====== RECORD EXTRACTS

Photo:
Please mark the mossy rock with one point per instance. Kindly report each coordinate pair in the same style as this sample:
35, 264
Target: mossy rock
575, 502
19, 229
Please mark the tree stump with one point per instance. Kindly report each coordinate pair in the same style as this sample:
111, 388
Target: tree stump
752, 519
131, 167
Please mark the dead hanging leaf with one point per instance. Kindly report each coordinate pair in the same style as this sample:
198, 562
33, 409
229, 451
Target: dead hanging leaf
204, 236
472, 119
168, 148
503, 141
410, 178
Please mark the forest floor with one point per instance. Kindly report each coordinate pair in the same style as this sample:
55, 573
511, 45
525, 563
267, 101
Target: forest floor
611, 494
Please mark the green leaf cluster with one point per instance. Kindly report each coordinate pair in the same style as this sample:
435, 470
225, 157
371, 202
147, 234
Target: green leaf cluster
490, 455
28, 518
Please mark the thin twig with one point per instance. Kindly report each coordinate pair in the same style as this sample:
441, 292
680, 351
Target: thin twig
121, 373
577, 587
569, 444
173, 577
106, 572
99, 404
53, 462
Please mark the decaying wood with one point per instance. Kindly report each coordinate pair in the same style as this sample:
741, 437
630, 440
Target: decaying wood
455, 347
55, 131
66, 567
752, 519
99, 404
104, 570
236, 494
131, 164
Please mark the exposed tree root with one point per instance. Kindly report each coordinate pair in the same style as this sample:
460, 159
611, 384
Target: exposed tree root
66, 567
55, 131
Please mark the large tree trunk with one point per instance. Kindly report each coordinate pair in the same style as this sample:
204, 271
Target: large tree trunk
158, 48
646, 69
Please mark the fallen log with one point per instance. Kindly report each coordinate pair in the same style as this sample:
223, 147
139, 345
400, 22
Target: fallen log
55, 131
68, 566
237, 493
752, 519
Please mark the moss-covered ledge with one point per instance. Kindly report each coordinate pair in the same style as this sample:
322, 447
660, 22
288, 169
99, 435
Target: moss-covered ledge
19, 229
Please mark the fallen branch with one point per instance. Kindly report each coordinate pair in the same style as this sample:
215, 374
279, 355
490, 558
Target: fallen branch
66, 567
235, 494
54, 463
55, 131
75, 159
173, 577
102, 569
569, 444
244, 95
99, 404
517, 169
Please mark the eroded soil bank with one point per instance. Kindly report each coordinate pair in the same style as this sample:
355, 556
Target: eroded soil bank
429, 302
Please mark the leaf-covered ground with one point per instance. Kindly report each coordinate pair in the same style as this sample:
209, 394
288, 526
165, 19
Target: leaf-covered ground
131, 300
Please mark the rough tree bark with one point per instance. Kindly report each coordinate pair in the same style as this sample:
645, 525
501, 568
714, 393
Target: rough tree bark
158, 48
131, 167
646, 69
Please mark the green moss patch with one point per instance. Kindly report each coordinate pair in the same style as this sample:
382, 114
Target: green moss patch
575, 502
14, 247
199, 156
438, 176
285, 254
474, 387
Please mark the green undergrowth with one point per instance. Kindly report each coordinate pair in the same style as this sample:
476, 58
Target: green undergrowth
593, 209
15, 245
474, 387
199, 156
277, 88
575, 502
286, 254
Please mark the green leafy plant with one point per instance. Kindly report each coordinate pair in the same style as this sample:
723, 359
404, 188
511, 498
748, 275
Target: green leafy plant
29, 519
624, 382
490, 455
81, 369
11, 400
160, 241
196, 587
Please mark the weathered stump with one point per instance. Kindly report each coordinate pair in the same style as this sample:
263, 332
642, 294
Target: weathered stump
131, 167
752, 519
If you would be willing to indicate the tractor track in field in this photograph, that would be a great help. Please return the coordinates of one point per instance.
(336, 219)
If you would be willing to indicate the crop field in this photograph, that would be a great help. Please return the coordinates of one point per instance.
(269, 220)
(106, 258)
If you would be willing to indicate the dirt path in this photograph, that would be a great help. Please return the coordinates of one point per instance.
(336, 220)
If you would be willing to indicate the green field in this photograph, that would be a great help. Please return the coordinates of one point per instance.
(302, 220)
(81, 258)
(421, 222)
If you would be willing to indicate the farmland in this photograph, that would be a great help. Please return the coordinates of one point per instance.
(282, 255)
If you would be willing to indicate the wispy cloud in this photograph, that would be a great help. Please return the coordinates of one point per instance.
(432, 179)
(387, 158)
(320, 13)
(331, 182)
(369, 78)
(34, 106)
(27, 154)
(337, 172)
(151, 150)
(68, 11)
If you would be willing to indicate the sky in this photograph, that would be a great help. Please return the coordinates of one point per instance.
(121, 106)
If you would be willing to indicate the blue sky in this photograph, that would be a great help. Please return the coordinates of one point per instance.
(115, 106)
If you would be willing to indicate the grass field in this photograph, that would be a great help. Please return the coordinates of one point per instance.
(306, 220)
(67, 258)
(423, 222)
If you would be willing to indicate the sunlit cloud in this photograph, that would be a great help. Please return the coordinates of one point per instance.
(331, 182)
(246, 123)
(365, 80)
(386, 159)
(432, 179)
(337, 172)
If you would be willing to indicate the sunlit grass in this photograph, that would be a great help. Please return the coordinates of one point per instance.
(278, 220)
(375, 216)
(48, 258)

============

→ TASK TO COMPLETE: Every record must be repeated precisely and in full.

→ RESPONSE FOR THIS EXERCISE:
Photo:
Please mark the mossy rock with one point per instance. Kindly report each coordinate pair in the same style as this sample:
35, 264
Target: mossy rock
575, 502
19, 229
Please mark the tree stump with one point per instance. Kindly report each coordinate pair in the same style as this sample:
111, 388
Target: tree stump
752, 519
131, 167
Please mark the dead hanging leaf with one point per instance. Kindly report each coordinate pair in the same style as this sample:
198, 562
33, 409
229, 451
Target: dead hanging leaf
204, 236
472, 119
168, 148
503, 141
410, 178
Please mark the forest floor with one point per instance. Kindly report each coordinate pair in the same style as this sample:
55, 573
511, 45
525, 563
267, 101
Target: forest floor
611, 494
Please mark the green leaf cluster with one point per instance. Kindly report each coordinate pair in the same style as this sample:
435, 470
225, 157
371, 202
147, 234
Target: green leaf cluster
490, 455
28, 518
Please mark the thin twig with one point per instance. Kindly report each coordinate pair in the same style as this sample:
441, 292
680, 351
Target: thin twig
121, 373
577, 587
569, 444
173, 577
106, 572
99, 404
53, 462
Please mark the decaying wood with one point per instance. Kindly report each coordinate pair in the same style as this sample:
741, 437
630, 440
Target: decaying wood
455, 347
55, 131
66, 567
752, 519
99, 404
104, 570
236, 494
131, 164
Please mark the exposed tree root with one point per instance. Kindly report each coordinate pair in the same style as this sample:
460, 159
611, 384
Target: exposed tree root
66, 567
55, 131
Please mark the large tree trunk with one point per instance. Kindly report each coordinate pair in the same style as this sample:
204, 271
Target: large tree trunk
158, 48
646, 69
Please mark the fallen log with one point per instance. Kindly report each coordinate pair in the same style as this sample:
223, 147
139, 345
400, 22
Target: fallen log
55, 131
68, 566
237, 493
752, 519
Please mark the moss-covered ledge with one point per instance. Kindly report each coordinate pair in the same style as this sample:
322, 447
660, 22
288, 169
99, 435
Target: moss-covered ledge
19, 229
Please mark the fallen branch with one point per instance. Kindly report each coordinate pair in the same style as this sample:
215, 374
279, 355
490, 558
Target: fallen branch
66, 567
235, 494
54, 463
55, 131
75, 159
173, 577
102, 569
569, 444
244, 95
99, 404
517, 169
Please mark the eroded soil bank with one point per instance. Kindly report each coordinate pair in the same style as this sample:
355, 556
Target: eroded soil bank
429, 302
Please mark the leaf-covered ground with one point per instance. Kindly report each coordinate pair in the same style as this sample:
209, 394
288, 526
165, 19
Target: leaf-covered ground
131, 300
Please mark the rough tree bark with one point per instance. Kindly report each coordinate pair in the same style as this sample:
645, 525
501, 568
714, 393
Target: rough tree bark
158, 48
131, 167
646, 69
Please mark the green moss patch with one point per instance. Kindly report each coordinate pair in the same style as this sample:
382, 114
Target: green moss patch
575, 502
14, 247
199, 156
438, 176
285, 254
474, 387
Please mark the green undergrowth with one point per instance. Kindly report each coordinate pair in the same style as this sample:
476, 58
Target: green undergrowth
593, 209
15, 245
474, 387
199, 156
277, 88
575, 502
286, 254
Please mark the green leafy plant with one point per instance. Kindly report each coordinate pair in the same style as this sample:
723, 359
404, 188
511, 498
748, 275
Target: green leafy plant
29, 519
624, 382
490, 455
81, 369
11, 400
160, 241
196, 587
Please mark the weathered stump with one point per instance. Kindly report each coordinate pair in the same style as this sample:
263, 332
642, 294
Target: weathered stump
131, 167
752, 519
If you would be willing to indicate the tractor track in field in this photograph, that would be a great help. Please return the coordinates of one point per instance.
(336, 219)
If you would be willing to indicate the crop field in this photograph, that would be a great help. Please return the coordinates of one point per instance.
(269, 220)
(106, 258)
If you would be willing to indicate the dirt path in this photograph, that would be a great help. Please return the coordinates of one point per instance.
(336, 220)
If you would be willing to indicate the green field in this photograph, that would be a great help. Please return the coordinates of one point per instance.
(302, 220)
(81, 258)
(421, 222)
If you would be willing to indicate the farmland in this photograph, that would be a great help. Please return the coordinates of one point per instance.
(282, 255)
If you would be willing to indicate the wispy cloud in this photograph, that would be a great help. Please return the coordinates of one point per instance.
(432, 179)
(387, 158)
(320, 13)
(331, 182)
(369, 78)
(34, 106)
(27, 154)
(337, 172)
(151, 150)
(68, 11)
If you would be willing to indicate the sky in this photograph, that would be a great help. Please return the coordinates of one point per instance.
(121, 106)
If you would be willing to indicate the blue sky in this photograph, that would be a great help. Please return the coordinates of one point per instance.
(115, 106)
If you would be willing to indicate the grass field in this photograph, that would be a great help. Please return the coordinates of one point per instance.
(306, 220)
(67, 258)
(423, 222)
If you would be willing to indicate the sunlit cloud in this photograph, that would be a great help. Please return the coordinates of one point per instance.
(331, 182)
(246, 123)
(365, 80)
(386, 159)
(432, 179)
(337, 172)
If you would be willing to indicate the sunlit grass in this photograph, that would be a great help. Please return the coordinates of one point per instance.
(278, 220)
(375, 216)
(48, 258)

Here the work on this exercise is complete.